If you reinstall the trial program again, it seems to know it was installed before. I'm not looking to find a way to crack trial programs but actually need to implement something similar and can't find any good information on how to do this.
Registry
online
file in folder Windows with system like name
I even seen apps that hacked unused OS variables to store custom data in registry.
But the simplest method is to register a handler for a custom unused file type like .sof (if that is there, it was installed before) Edit 1 You have to register the handle to open a known executable on the system, not to your app. Because cleaners will detect if points to a no longer existing app location. As for storing additional params like date of trial expiry you can include them in the path as a param, like: cmd.exe -o 2010-02-09
I have handled this in two ways. First, in windows apps, I put in an encrypted Registry entry which is not in a standard location so that it is not easily found. This is a good solution if you don't mind people who either a) reformat often which removes all registry entries or b) use your software on a virtual machine which can be quickly reverted to a pre-trial state (and thus your trail can be used again quickly).
The better alternative is to have an online registry component which catches the MAC address of the machine which the trial is loaded on. Whenever the trial is reloaded, the software checks against a web service to see if the MAC address has been seen before. The only way around this is again using a Virtual Machine with the ability to change the MAC address. However, if you have a user that goes to this extreme, they'll use your trial regardless.
Probably the most foolproof way of licensing (when done right) is through something the user physically has - some kind of hardware dongle.
very hard to copy/duplicate
not dependent on network access
tamper-resistant (compared to software)
user-friendly (when working correctly)
licence count enforcement (can't easily plug 1 dongle into 10 machines at once)
Of course, it has also numerous disadvantages:
expensive to produce
hard to repair/replace
actually requires you to communicate with the dongle in a cryptographically secure way - any kind of if(dongle_ok()) { do_stuff() } is an invitation for crackers to patch that over to if (1) { do_stuff() }...
...which will require special drivers...
...maybe even a special interface (I still have a LPT dongle, but no LPT ports; USB<->LPT sucks)
don't even think of hooking it up to a virtual machine (although peripheral support is better in VMs nowadays)
support hell (is it connected? is it not broken? is the driver not broken? are the signatures/keys right and unexpired?)

▸ **Information provided**
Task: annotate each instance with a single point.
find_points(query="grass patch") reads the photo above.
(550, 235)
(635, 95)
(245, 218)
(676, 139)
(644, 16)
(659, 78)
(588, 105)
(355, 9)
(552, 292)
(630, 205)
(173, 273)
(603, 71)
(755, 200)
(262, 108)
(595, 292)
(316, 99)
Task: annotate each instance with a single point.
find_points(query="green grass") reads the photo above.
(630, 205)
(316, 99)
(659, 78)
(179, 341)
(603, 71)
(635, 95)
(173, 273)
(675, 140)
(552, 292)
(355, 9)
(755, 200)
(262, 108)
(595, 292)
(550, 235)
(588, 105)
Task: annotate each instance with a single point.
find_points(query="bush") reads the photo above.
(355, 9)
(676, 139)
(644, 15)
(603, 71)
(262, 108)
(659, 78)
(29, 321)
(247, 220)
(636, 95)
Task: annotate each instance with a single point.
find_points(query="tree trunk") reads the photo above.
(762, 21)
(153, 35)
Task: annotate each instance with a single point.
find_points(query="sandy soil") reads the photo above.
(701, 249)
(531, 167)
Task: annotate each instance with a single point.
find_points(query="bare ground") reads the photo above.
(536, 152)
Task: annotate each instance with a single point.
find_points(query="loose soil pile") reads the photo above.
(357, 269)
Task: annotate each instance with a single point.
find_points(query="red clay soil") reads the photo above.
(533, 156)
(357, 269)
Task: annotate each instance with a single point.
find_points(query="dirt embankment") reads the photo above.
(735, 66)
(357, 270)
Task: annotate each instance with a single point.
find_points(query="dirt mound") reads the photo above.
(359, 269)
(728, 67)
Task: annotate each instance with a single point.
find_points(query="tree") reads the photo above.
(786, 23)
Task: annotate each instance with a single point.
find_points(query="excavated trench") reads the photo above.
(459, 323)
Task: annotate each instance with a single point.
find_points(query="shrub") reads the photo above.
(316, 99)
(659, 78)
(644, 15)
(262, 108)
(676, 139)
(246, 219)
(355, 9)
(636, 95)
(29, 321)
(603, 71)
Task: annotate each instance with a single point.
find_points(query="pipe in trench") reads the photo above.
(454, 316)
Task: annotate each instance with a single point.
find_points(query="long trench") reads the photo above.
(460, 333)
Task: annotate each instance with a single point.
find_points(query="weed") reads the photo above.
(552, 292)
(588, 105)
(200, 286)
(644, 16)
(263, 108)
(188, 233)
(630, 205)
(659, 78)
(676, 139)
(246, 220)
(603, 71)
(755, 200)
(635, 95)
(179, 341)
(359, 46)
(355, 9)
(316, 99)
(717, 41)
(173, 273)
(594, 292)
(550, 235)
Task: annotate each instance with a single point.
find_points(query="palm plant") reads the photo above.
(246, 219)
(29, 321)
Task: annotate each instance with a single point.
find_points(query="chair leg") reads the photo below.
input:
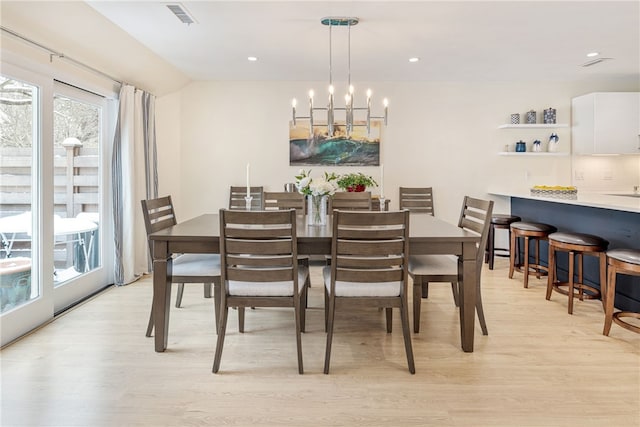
(298, 309)
(179, 297)
(389, 311)
(491, 246)
(241, 319)
(331, 316)
(609, 300)
(220, 344)
(425, 290)
(417, 302)
(150, 324)
(406, 333)
(216, 302)
(456, 293)
(480, 310)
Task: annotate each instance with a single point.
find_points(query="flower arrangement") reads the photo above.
(356, 181)
(325, 186)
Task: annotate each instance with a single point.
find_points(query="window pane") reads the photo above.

▸ **To be done**
1: How would you condense the paragraph of the page excerpt beginning "The better alternative is" into a shorter version that keeps its main facts?
2: Which lines of the entries contain the string "tree"? Report each of them in full, treating uppercase and lowercase letters as different.
The page excerpt and the entries are unrelated material.

▸ **Expected results**
1: An online registry component records the MAC address of the machine where the trial is installed. Whenever the trial is reloaded, the software checks with a web service whether that MAC address has been seen before. The only way around this is a virtual machine that can change the MAC address, but a user who goes that far will use the trial regardless.

2:
find_points(query="tree trunk") reads the photo above.
find_points(query="tree") reads the photo above.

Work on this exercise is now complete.